“Partiamo da un presupposto: di questo virus, a meno di vaccini miracolosi al momento non in vista, non ci libereremo mai“. A metterlo in chiaro è il virologo Roberto Burioni via Twitter. L’esperto, docente dell’università Vita-Salute San Raffaele di Milano, interviene sul dibattito aperto da una frase di Alberto Zangrillo, prorettore dell’ateneo e direttore del Dipartimento di anestesia e terapia intensiva dell’Irccs ospedale San Raffaele, su “lavativi seriali, positivi al test Covid-19″, che “non lavorano per settimane, sebbene asintomatici”. Così, ha concluso lo specialista via Twitter, “si distrugge il Paese”.
“C’è molto trambusto” su queste parole, ammette Burioni, che invita a guardare oltre l’usuale “energia dialettica” con cui si esprime Zangrillo e propone una riflessione. “Non voglio neanche sfiorare la polemica sui lavativi che non mi interessa, ma Alberto – fa notare – pone un problema estremamente importante che dovrebbe essere scientificamente all’ordine del giorno e non lo è”. Da qui la premessa: potevamo sperare “nella primavera del 2021, quando non conoscevamo ancora la capacità di questo virus di generare nuove varianti” in una “immunità di gregge che potesse far fare a questo virus la fine del morbillo. Ora sappiamo che non è così: con Covid al 99,9% dovremo convivere per l’eternità, come con l’influenza. Diventa dunque importante chiarire un punto fondamentale: per quanti giorni una persona che si è ammalata deve essere isolata?“, chiede.
“Ci sono recenti ricerche che approfondiscono questi aspetti, ma è necessario secondo me impegnarsi in maniera molto intensa nel chiarire i dettagli dell’infettività dei positivi perché questi dati sono a questo punto importantissimi”, osserva il virologo. “Ovviamente non possiamo lasciare in circolazione persone contagiose. Allo stesso tempo non possiamo permetterci – come società – di privarci del lavoro di troppe persone per un eccesso di precauzione. Dopo i vaccini e gli antivirali è giunto il momento di capire come unire le esigenze di sicurezza sanitaria con quelle economiche, sociali e culturali del Paese. Come bilanciarle è compito esclusivo della politica: ma i dati sui quali decidere deve fornirli la scienza”.

## [DATI IN ESAME]
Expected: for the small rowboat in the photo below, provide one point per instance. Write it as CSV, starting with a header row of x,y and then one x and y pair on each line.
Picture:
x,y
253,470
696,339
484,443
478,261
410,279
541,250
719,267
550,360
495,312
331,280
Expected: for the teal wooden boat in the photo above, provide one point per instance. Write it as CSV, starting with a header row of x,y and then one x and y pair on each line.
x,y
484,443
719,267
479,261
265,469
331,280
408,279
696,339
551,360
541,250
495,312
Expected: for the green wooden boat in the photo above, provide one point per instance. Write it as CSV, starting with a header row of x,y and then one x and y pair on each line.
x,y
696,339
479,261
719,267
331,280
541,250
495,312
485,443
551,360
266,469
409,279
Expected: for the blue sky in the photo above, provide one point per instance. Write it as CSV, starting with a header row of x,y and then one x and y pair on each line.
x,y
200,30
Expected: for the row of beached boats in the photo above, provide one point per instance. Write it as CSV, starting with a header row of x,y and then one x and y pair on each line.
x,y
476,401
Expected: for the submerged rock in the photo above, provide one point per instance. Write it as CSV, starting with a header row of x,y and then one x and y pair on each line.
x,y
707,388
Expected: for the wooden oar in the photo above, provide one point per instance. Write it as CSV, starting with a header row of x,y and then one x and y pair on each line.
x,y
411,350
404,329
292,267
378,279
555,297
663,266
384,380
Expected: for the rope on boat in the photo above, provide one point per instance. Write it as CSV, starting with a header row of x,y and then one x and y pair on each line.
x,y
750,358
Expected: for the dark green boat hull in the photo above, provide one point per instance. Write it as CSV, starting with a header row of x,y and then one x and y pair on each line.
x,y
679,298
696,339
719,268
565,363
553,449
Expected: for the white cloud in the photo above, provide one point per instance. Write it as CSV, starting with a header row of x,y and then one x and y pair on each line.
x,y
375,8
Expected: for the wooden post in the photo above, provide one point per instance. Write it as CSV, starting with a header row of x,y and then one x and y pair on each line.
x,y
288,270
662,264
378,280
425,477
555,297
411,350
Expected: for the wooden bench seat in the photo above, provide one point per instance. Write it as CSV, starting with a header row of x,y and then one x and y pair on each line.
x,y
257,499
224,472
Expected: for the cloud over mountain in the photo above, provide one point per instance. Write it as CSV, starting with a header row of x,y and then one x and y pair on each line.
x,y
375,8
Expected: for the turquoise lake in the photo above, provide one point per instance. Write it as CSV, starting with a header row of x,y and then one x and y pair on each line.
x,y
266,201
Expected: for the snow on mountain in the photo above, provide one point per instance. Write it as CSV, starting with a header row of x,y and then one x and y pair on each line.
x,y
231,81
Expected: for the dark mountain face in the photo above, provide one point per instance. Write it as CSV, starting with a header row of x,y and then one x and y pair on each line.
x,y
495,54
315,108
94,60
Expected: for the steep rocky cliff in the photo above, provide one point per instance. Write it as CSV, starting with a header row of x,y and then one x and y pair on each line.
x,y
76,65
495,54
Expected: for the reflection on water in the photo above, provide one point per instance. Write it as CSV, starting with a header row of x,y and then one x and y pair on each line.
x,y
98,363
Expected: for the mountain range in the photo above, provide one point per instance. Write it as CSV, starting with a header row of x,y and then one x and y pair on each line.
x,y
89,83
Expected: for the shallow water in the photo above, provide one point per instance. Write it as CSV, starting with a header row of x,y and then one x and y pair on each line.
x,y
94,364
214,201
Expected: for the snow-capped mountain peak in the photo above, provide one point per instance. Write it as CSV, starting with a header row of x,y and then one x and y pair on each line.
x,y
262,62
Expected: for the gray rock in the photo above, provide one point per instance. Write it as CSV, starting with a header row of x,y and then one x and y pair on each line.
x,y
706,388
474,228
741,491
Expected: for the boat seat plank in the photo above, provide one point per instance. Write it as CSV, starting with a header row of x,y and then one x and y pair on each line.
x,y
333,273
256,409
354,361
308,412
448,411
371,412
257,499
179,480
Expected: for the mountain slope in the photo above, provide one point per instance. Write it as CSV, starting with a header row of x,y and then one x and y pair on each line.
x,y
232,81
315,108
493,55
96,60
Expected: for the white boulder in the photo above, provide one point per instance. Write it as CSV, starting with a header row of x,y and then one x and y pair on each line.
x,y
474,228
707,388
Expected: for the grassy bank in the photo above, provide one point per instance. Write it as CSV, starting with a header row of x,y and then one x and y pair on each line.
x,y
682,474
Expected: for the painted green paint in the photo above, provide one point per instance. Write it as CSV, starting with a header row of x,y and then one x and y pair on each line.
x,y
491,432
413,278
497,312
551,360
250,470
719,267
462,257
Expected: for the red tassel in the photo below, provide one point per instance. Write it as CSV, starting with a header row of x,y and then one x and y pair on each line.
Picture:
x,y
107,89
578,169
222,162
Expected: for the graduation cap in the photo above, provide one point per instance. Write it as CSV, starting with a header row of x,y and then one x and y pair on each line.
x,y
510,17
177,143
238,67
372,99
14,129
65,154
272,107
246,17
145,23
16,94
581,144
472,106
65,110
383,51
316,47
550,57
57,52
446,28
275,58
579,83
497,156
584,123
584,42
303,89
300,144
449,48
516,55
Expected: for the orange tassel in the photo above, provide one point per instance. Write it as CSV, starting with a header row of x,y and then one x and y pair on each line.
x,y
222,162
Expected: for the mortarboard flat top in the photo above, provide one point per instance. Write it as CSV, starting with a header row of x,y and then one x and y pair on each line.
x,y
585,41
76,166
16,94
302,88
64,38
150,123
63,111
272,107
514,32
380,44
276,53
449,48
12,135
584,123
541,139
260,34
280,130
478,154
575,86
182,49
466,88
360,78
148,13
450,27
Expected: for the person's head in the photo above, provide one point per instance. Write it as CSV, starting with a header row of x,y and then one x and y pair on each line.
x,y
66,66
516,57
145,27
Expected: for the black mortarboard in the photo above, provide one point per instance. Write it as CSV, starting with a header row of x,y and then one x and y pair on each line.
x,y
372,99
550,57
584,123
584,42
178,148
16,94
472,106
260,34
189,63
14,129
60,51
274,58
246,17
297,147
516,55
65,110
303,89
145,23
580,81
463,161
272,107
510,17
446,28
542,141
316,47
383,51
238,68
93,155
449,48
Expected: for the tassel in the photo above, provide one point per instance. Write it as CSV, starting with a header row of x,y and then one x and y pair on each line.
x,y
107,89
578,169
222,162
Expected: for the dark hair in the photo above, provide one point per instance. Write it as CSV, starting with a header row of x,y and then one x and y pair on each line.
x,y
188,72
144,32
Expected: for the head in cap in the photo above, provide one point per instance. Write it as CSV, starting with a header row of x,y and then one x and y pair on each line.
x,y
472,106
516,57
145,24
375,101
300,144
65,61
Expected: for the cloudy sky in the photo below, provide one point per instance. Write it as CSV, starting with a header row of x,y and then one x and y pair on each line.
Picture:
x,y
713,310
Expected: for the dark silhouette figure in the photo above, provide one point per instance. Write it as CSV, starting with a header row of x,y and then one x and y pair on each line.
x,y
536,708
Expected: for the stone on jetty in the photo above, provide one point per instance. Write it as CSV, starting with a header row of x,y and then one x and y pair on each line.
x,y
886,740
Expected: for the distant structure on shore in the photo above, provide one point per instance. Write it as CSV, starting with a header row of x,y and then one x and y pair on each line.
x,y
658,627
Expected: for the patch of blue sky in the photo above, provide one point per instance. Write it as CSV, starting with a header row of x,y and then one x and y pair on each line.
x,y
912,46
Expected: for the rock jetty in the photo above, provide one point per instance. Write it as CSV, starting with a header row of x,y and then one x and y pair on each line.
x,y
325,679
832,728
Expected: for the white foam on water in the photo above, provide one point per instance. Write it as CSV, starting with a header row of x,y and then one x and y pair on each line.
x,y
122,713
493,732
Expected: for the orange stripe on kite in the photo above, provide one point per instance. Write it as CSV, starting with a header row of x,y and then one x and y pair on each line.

## [ESERCIZIO 1]
Nel brano proposto, di quale università è docente Roberto Burioni?
## [ESERCIZIO 2]
Come si traduce in inglese la frase del brano proposto "Ovviamente non possiamo lasciare in circolazione persone contagiose."?
## [ESERCIZIO 3]
Nel brano proposto, perché per Burioni diventa importante chiarire per quanti giorni debba essere isolata una persona che si è ammalata? Rispondi in una, due o tre frasi.

## [RISPOSTA 1]
Dell'università Vita-Salute San Raffaele di Milano.

## [RISPOSTA 2]
Obviously we cannot leave contagious people in circulation.

## [RISPOSTA 3]
Ormai si sa che il virus è capace di generare nuove varianti, quindi l'immunità di gregge non può fargli fare la fine del morbillo. Con il Covid si dovrà convivere per l'eternità, come con l'influenza. Per questo diventa fondamentale stabilire la durata dell'isolamento.